-- PAGE TEXT follows --

Last night I was out with my brother driving in the Wisconsin countryside on a crisp, clear October night - deep night, about 1:30 in the morning. The half moon - so bright and orange, its roundness palpable, and so near it felt like I could reach out and touch it - was setting in the western sky freeing up the light of the Milky Way. We stopped on a dark rural road and got out of the car to get a little dose of awe and wonder.
Home. My home galaxy. These days I find this so comforting, to gaze up into the swirl of billions upon billions of stars and who-knows-what-is-out-there and recognize it as my "place" in the universe.
Sometimes it feels crucial to enlarge - especially when one begins to feel almost claustrophobic on this increasingly crowded, damaged planet. To enlarge, to get things in perspective - even when that perspective is one of the foundations of the deepening crisis of the human here on Earth.
We have been dislocated by what we now know about our universe. It almost seems that the larger the universe becomes in both space and time and the less significant we understand ourselves and our planet, and even our solar system, to be in the greater scheme of things, the more we insist upon our self-importance, upon old belief systems and cosmologies. We can understand this, yes? this extreme existential anxiety, this crisis of meaning, this need to cling tightly to what we once thought the world to be?
You know, that big question about meaning and purpose - is there any?

-- PAGE TEXT concluded --
-- SOURCE DATA follows --

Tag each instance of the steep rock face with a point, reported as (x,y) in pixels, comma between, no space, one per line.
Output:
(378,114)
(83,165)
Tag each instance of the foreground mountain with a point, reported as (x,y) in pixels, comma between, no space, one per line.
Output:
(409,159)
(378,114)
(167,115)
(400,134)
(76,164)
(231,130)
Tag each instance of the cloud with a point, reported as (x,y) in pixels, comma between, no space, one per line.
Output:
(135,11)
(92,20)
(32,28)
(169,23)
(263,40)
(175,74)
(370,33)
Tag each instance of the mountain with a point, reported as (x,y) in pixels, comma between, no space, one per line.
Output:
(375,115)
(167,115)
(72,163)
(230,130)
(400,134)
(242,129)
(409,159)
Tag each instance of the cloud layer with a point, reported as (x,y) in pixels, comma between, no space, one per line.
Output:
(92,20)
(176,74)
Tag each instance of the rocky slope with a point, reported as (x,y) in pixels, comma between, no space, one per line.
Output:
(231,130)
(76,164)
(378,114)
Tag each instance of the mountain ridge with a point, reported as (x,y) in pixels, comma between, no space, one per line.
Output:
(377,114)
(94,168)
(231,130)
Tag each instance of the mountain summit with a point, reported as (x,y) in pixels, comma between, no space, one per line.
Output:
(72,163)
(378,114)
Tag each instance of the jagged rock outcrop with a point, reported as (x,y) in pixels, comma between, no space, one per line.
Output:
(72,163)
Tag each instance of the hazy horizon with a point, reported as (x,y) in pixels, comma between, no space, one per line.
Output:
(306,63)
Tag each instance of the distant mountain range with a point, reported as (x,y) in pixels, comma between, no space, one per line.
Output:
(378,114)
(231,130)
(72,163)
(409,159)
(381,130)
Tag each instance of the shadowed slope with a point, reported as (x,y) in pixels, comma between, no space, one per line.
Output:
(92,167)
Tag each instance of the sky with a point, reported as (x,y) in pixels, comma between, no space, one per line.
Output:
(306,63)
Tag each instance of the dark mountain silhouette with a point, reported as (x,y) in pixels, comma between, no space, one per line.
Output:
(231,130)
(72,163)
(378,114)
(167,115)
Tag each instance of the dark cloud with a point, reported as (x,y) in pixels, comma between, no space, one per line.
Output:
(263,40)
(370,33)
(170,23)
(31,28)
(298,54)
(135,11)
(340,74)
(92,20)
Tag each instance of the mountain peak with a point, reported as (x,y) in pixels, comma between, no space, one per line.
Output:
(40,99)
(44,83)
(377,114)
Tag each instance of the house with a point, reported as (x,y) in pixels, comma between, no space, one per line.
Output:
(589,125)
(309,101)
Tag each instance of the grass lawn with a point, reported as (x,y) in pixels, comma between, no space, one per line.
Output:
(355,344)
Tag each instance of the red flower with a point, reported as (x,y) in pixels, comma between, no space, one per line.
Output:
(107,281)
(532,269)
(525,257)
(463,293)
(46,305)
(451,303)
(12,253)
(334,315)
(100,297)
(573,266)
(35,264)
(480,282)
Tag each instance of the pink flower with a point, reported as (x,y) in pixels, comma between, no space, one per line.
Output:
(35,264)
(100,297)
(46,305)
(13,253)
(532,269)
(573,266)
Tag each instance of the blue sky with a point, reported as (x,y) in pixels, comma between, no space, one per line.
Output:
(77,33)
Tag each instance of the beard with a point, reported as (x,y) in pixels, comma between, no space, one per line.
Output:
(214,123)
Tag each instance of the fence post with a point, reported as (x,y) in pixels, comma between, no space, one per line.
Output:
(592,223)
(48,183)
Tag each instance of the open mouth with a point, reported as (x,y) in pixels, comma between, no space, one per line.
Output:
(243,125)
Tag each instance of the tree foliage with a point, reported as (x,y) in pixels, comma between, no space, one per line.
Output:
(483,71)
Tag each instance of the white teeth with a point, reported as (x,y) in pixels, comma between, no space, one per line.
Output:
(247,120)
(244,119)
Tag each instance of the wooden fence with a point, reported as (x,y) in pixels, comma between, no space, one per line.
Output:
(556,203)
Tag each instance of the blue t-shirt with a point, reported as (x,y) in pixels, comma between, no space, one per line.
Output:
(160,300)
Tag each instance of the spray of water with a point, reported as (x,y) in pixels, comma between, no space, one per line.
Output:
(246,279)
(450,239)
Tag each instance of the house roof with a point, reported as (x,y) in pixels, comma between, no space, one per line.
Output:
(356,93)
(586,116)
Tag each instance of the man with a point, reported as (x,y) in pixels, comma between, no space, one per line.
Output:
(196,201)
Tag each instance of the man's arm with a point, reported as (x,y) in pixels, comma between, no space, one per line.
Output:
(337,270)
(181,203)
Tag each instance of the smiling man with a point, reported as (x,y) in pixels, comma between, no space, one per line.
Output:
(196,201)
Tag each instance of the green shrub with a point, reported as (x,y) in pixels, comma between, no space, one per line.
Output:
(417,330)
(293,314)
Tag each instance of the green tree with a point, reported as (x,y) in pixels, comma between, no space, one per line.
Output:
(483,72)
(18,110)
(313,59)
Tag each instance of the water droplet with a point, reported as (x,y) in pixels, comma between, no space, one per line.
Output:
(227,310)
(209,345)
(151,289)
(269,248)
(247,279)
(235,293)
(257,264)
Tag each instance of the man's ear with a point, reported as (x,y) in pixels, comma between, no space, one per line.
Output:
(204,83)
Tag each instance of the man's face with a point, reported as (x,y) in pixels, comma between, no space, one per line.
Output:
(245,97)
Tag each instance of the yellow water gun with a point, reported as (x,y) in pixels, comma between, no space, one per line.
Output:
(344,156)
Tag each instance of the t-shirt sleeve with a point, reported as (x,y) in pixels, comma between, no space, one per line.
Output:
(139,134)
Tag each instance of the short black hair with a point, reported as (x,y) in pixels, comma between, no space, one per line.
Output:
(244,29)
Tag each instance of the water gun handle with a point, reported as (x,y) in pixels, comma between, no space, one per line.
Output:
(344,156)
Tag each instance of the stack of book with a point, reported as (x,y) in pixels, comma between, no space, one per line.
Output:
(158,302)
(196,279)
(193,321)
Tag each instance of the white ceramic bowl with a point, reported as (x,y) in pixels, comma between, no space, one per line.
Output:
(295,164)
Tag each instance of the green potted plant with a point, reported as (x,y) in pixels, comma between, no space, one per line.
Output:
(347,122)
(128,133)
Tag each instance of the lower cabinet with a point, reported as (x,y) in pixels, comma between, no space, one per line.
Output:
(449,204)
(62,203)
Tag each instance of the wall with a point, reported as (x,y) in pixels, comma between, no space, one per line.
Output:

-- SOURCE DATA concluded --

**DIRECTIONS**
1 – In the night-sky essay, list everything the writer says we understand as less significant in the greater scheme of things as the universe grows larger.
2 – Carry the night-sky essay forward from its final line.

**TASK-BY-TASK ANSWERS**
1 –
- Ourselves
- Our planet
- Our solar system

2 –
I love the D.H. Lawrence quote for all sorts of reasons, one being what he states about the mind. We westerners believe our mind is not of Nature, not subject to Nature, is our biggest boast to importance and supremacy over even life itself, and certainly over Nature, which we have learned to manipulate, rip into pieces, combine into new pieces, and sit back and be proud of ourselves.
Even as the ecological crisis, reflection of what all that ripping and tearing and reassembling according to our whims and desires, unfolds as a direct result of that extreme, and extremely false and impossible separation.
Because the mind, too, is purely of Nature, of how Nature connected all sorts of nerves and neurons and veins and electrical impulses and created these complex brains that can think. There is no mind outside of Nature.
Just the glitter of the sun on the surfaces of water...
Is it the claustrophobia that is making us mentally unstable and so fearful? Is it the smallness of the planet that is making us fear "the other" who is now so near to us? I just viewed a brief video focused on the question: where are the one billion people who will arrive on the planet between now and 2030 going to live? That will put our global population at some 8.4 billion in 14 years. When I was born in 1949, the global population was 2.5 billion.
No wonder we are freaking out! Western culture over a thousand years and more has been predominantly white and dominated by males. It's not that the world was ever majority white, just the dominant western culture, the one that arrived here on this continent as a Conqueror, that enslaved and slaughtered as its path of nation-building. Mind over matter, right? The matter being African bodies and the lives and cultures of those who were living here long before the White Man arrived.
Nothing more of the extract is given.